----- DATA

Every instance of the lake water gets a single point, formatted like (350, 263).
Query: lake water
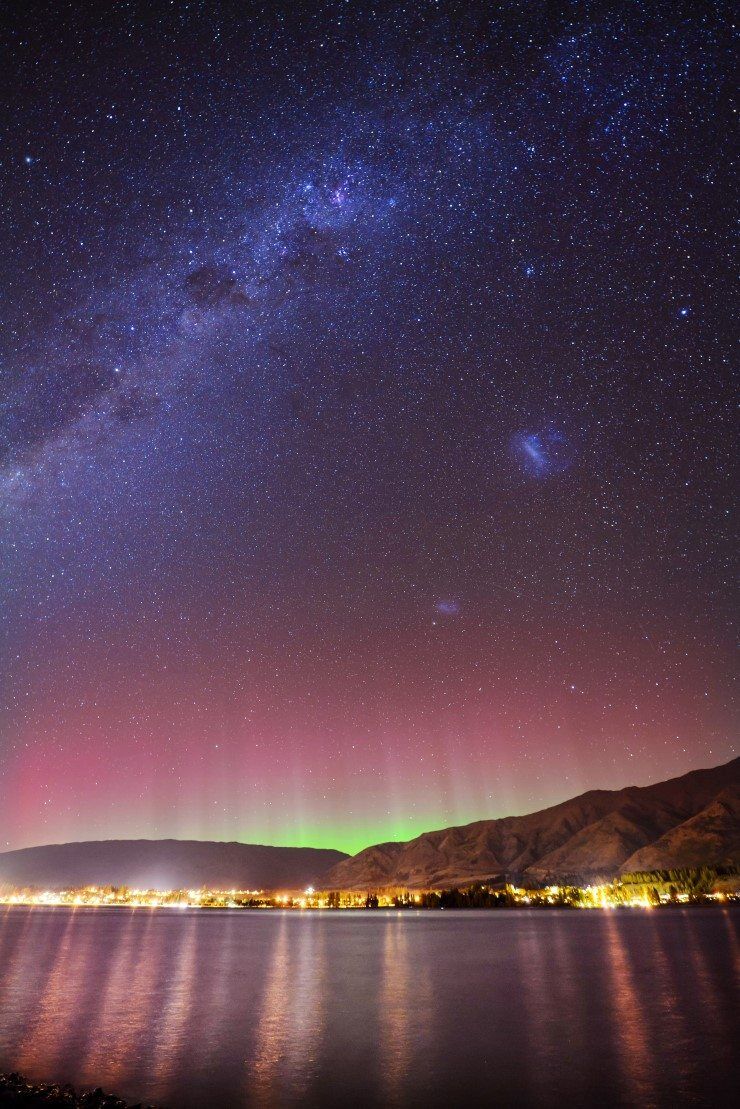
(260, 1008)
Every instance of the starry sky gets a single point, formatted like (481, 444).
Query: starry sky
(366, 444)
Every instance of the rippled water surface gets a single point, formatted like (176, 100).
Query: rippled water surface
(261, 1008)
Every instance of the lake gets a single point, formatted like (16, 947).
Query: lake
(193, 1008)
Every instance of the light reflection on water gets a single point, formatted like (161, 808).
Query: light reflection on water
(193, 1008)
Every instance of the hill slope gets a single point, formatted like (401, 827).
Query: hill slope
(687, 821)
(166, 864)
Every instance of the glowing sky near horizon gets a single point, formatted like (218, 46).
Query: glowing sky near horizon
(366, 415)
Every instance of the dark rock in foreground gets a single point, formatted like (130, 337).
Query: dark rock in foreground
(16, 1090)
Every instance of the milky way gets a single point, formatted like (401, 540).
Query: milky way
(366, 414)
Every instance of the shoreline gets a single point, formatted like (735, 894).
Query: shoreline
(17, 1089)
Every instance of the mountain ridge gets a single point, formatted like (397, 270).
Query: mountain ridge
(166, 864)
(692, 820)
(598, 833)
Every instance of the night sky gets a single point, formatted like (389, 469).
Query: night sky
(366, 445)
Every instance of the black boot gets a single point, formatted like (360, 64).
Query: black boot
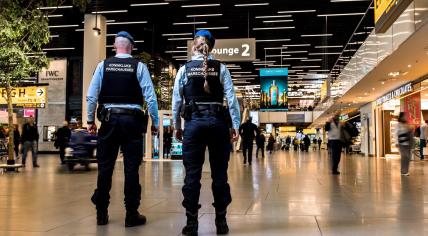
(221, 223)
(134, 218)
(191, 228)
(102, 217)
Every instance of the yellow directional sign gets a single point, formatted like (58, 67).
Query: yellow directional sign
(28, 97)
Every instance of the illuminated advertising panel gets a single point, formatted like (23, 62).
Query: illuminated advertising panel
(274, 89)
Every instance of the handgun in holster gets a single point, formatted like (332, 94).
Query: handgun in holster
(102, 113)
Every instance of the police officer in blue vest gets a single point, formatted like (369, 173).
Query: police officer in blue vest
(199, 90)
(120, 85)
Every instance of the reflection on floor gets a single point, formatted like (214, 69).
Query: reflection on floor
(283, 194)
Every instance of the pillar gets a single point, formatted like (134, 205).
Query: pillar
(94, 51)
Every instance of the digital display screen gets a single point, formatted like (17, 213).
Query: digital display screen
(274, 89)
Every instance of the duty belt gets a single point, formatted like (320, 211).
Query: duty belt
(123, 111)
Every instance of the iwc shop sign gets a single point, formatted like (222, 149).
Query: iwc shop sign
(395, 94)
(231, 50)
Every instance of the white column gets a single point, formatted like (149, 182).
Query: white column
(94, 51)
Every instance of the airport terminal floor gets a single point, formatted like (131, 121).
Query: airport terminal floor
(286, 193)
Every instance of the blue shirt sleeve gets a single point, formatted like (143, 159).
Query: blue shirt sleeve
(93, 91)
(177, 98)
(229, 93)
(148, 92)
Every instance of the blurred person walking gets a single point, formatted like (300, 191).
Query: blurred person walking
(199, 91)
(423, 138)
(16, 140)
(63, 136)
(404, 136)
(260, 141)
(334, 129)
(248, 132)
(120, 85)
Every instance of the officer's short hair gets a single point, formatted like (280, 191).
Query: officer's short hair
(122, 42)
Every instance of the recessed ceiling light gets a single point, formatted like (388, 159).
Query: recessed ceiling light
(190, 23)
(274, 28)
(343, 14)
(204, 15)
(201, 5)
(252, 4)
(109, 12)
(296, 11)
(149, 4)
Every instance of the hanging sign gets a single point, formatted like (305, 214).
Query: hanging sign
(28, 97)
(395, 94)
(231, 50)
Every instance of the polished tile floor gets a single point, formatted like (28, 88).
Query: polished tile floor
(285, 193)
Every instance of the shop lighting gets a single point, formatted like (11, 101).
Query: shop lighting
(307, 60)
(213, 28)
(272, 40)
(305, 67)
(149, 4)
(52, 8)
(277, 21)
(62, 26)
(201, 5)
(204, 15)
(343, 14)
(109, 12)
(55, 49)
(252, 4)
(177, 34)
(296, 45)
(349, 0)
(190, 23)
(329, 46)
(127, 23)
(316, 35)
(296, 11)
(324, 53)
(274, 28)
(179, 39)
(294, 58)
(293, 52)
(175, 51)
(276, 16)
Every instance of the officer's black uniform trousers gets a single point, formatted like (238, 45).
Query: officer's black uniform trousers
(124, 131)
(206, 129)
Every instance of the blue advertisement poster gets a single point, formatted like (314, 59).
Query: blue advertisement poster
(274, 89)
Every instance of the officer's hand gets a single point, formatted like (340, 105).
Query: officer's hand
(179, 134)
(235, 135)
(92, 128)
(154, 130)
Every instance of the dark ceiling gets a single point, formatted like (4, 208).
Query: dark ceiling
(240, 20)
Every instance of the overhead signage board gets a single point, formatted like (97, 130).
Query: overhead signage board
(395, 94)
(387, 12)
(274, 89)
(28, 97)
(231, 50)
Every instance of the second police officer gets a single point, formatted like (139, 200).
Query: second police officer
(199, 90)
(120, 85)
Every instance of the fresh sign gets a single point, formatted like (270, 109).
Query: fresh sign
(28, 97)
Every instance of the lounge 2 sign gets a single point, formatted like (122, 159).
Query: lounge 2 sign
(229, 50)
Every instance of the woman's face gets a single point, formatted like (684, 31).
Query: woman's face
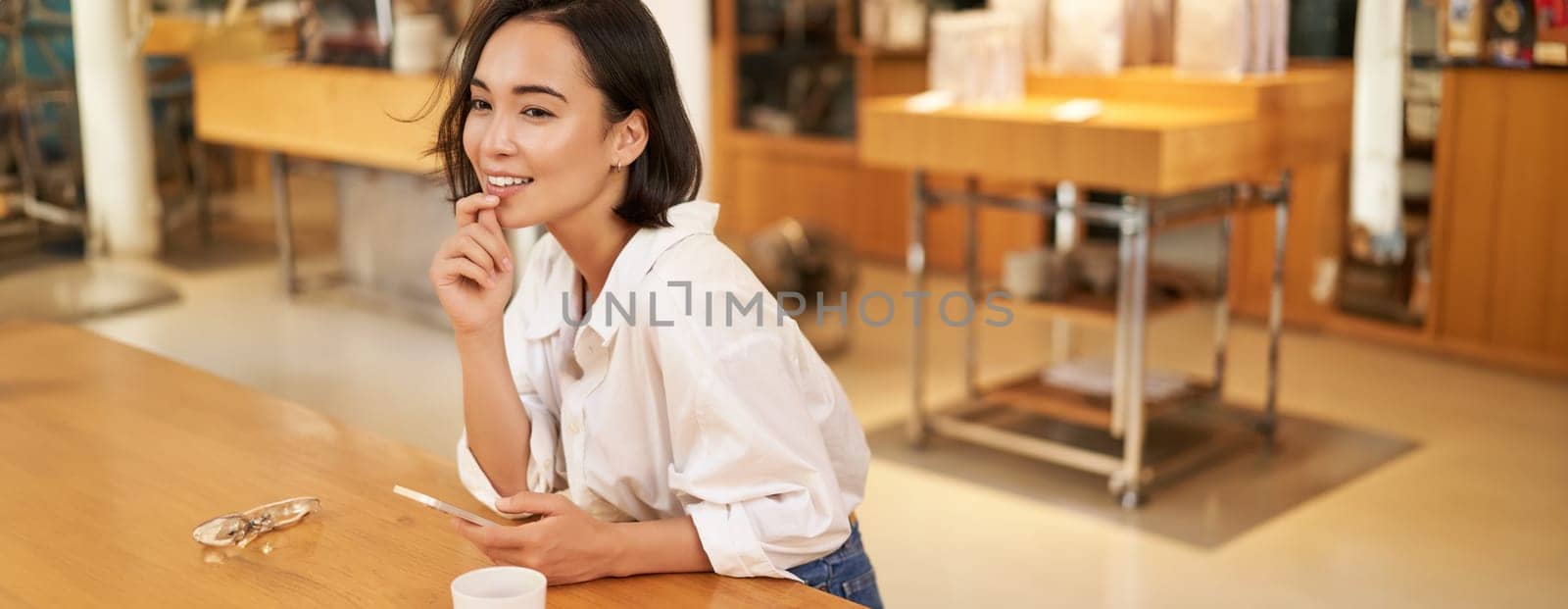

----------

--- WORK TO BE COMPLETED ---
Which of the lines above hold the word "woman"? Copy each one.

--- OUTPUT BELOW ---
Every instance of the woman's face gets a single point, formatted like (684, 31).
Query: woman's face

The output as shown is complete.